Duplicate the material below, beginning with the line that contains "rough mask: <svg" and ending after the line that contains "positive clicks: (42, 88)".

[[ Extracted data open ]]

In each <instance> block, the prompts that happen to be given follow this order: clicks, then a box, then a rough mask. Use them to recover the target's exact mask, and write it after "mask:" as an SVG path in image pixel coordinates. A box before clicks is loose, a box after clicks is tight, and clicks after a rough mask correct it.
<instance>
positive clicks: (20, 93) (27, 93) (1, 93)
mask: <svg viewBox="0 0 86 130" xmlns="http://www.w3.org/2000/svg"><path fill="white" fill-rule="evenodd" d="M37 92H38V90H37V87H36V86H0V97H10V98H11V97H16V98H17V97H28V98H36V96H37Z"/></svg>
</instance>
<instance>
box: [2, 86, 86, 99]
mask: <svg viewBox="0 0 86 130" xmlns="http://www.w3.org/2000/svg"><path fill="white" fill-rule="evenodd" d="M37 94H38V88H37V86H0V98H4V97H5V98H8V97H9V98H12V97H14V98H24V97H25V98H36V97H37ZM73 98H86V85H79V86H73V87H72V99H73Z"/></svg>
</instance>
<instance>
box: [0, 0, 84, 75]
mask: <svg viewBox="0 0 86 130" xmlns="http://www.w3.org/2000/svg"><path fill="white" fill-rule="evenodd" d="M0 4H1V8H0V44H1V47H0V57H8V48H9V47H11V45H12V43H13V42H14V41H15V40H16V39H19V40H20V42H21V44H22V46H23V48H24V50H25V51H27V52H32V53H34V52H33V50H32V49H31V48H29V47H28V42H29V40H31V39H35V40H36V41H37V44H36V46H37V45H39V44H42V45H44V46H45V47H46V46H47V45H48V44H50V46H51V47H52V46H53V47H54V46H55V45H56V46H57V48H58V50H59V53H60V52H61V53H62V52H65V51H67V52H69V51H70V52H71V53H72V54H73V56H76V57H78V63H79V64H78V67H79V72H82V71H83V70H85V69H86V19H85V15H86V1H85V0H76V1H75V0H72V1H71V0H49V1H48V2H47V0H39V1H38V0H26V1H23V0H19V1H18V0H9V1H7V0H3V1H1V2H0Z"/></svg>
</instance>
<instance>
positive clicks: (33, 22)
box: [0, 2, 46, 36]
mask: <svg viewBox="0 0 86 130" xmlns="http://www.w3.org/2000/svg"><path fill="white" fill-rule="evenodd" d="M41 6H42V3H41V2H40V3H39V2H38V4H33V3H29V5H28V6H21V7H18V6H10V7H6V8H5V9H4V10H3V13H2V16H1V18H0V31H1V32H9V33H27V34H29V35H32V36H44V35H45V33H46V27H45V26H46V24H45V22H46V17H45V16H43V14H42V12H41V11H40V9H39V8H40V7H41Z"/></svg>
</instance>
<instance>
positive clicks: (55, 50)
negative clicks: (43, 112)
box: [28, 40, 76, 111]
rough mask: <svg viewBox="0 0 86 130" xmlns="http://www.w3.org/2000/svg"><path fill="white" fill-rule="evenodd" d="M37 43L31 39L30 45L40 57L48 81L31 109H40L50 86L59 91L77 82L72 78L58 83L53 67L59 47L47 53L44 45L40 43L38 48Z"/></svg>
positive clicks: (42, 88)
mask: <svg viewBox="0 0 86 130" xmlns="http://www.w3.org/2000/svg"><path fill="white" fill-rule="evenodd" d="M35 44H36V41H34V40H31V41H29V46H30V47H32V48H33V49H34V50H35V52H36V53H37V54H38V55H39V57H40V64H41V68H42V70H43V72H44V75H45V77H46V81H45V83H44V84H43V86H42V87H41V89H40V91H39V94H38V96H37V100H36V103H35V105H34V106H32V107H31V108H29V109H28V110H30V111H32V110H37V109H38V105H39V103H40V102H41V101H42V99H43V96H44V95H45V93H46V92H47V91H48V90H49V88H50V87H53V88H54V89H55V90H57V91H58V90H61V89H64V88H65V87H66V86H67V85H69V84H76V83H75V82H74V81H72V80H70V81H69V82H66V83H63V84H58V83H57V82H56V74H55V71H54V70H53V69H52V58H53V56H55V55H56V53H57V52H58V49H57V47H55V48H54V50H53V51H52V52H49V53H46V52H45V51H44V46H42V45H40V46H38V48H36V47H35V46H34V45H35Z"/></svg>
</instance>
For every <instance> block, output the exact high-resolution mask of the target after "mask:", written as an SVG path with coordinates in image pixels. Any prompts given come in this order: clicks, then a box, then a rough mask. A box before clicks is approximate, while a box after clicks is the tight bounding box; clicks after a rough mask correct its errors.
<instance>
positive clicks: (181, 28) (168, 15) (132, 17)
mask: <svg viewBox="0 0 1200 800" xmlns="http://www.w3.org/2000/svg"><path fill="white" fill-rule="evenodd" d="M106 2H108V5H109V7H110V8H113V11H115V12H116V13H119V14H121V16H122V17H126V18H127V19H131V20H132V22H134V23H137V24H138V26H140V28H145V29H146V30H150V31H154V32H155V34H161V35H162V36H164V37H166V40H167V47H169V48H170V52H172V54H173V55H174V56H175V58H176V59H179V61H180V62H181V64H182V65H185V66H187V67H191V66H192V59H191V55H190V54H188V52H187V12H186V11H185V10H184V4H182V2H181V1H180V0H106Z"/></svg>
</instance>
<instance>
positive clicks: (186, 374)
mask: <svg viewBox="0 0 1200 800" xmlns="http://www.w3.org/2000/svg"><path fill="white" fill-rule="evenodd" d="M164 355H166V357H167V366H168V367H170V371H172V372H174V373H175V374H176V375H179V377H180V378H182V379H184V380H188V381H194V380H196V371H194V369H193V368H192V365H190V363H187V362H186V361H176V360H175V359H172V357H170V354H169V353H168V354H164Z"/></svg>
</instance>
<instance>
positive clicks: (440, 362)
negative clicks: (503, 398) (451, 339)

[[ Extracted data closed ]]

Task solution =>
rough mask: <svg viewBox="0 0 86 130" xmlns="http://www.w3.org/2000/svg"><path fill="white" fill-rule="evenodd" d="M37 43L31 39L30 45L40 57L48 81L31 109H40L50 86L59 91L77 82L72 78L58 83L53 67L59 47L47 53L44 45L40 43L38 48Z"/></svg>
positive clicks: (42, 88)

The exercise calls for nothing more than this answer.